From the first line of the entries below through the line bearing "rider's leg, one", write out each line exactly. Omit pictures.

Collected data
···
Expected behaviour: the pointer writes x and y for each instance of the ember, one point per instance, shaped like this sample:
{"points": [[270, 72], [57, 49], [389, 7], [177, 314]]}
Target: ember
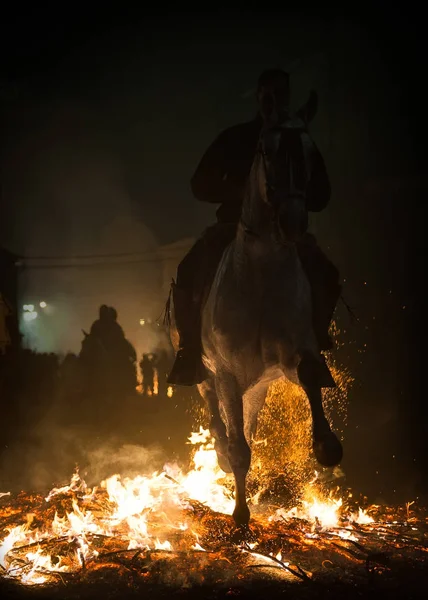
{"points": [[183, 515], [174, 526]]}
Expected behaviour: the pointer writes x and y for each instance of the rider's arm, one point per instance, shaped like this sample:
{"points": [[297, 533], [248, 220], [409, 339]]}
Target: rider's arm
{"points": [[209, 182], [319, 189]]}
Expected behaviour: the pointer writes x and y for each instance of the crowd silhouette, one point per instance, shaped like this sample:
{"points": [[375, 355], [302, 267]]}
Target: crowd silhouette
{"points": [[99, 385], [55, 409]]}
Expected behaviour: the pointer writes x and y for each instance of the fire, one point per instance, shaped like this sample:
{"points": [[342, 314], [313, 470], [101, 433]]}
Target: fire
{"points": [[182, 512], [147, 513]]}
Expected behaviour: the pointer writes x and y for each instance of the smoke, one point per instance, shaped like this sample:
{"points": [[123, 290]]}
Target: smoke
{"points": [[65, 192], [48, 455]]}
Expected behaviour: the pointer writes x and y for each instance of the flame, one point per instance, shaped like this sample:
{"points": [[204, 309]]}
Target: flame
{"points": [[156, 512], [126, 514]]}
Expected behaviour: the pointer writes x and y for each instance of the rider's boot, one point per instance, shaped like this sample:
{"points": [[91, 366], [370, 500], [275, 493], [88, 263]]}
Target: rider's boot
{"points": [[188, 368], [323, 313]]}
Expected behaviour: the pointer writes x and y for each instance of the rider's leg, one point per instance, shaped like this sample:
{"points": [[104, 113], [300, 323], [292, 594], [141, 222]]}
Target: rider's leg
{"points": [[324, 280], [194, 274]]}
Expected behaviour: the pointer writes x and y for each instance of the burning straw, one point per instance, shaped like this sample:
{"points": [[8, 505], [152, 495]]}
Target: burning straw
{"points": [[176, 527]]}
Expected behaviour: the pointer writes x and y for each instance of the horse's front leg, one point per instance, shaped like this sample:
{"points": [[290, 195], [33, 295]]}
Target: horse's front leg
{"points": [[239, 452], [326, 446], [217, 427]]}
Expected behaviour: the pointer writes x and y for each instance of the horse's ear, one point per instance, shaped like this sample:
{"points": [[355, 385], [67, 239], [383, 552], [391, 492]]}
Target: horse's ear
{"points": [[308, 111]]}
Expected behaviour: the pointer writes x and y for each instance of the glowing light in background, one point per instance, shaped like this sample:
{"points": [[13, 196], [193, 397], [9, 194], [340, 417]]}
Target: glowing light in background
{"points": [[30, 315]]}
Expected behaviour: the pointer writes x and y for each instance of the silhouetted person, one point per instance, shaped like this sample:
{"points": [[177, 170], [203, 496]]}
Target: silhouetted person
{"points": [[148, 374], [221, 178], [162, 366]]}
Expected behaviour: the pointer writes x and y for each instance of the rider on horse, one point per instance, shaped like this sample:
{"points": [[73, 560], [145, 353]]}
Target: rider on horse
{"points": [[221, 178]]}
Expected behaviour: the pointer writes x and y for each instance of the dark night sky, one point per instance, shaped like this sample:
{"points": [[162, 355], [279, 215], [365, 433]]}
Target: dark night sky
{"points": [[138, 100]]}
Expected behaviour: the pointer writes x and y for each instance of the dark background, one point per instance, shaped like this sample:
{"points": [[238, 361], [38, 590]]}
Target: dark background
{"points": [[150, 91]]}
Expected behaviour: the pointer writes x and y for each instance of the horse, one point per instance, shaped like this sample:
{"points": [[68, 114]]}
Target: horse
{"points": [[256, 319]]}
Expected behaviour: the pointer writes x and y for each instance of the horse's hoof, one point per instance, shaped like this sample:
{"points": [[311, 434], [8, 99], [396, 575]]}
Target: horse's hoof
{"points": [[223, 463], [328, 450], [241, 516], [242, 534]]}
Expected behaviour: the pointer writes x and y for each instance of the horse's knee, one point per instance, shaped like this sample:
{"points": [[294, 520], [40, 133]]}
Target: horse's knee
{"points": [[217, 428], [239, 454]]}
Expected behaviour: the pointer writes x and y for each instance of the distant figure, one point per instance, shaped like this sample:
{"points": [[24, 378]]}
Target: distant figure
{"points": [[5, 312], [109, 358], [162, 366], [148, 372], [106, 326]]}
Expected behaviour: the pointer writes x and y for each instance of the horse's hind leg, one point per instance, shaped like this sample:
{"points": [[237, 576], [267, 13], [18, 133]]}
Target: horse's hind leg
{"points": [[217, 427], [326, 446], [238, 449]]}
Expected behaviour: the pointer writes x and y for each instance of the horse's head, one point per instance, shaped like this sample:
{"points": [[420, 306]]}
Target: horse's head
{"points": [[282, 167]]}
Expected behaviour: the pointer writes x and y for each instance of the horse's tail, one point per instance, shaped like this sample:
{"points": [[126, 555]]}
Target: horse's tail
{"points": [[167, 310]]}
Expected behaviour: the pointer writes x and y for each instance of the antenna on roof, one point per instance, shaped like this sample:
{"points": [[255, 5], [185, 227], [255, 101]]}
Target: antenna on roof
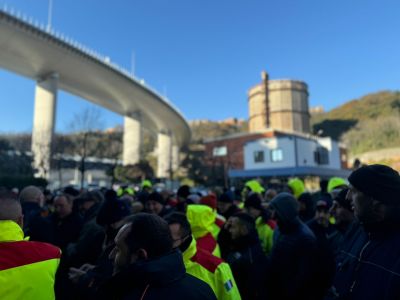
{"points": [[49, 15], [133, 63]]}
···
● Output of the exercise:
Expected behaviour: the pointer writes x and y for each instance of the ember, one point per instance, shaped like this sample:
{"points": [[270, 72], [57, 49], [389, 7], [177, 314]]}
Target: ember
{"points": [[183, 515], [174, 526]]}
Expected behaviour: the pointer writes x and y for each instance of the rider's arm, one point per instance, shaped like this sample:
{"points": [[297, 533], [248, 220], [409, 339]]}
Target: rider's arm
{"points": [[209, 182], [319, 189]]}
Expected behaviour: the pointer writes x and y for each instance of the crowd silhouette, one point per instance, shaped like this sample:
{"points": [[375, 355], [302, 267]]}
Target: crowd silhouette
{"points": [[99, 385], [55, 409]]}
Expected behaviour: the pointer writes x and y for each instance of the fire, one point per instance, shaped like this sample:
{"points": [[342, 314], [313, 470], [101, 433]]}
Target: fire
{"points": [[182, 512], [147, 513]]}
Expected behaviour: the pointer writes x and y for each instance of the smoke, one point per instance, shaped like this sample:
{"points": [[123, 290]]}
Target: smoke
{"points": [[65, 192], [48, 455]]}
Expected behaviour: the pointer writes x and y for each instance of the flame, one point per instance, shaped like this sample:
{"points": [[204, 309]]}
Target: flame
{"points": [[156, 512], [126, 514]]}
Expected behaviour: the pointer writes x and y for each instance of the rider's boot, one point per instance, shaped like this sample:
{"points": [[91, 366], [370, 500], [275, 493], [88, 263]]}
Target: rider's boot
{"points": [[188, 368], [323, 313]]}
Expected behaviour: the pointer writes x and y for each instance of the rider's leg, one point per instance, shaped like this sample:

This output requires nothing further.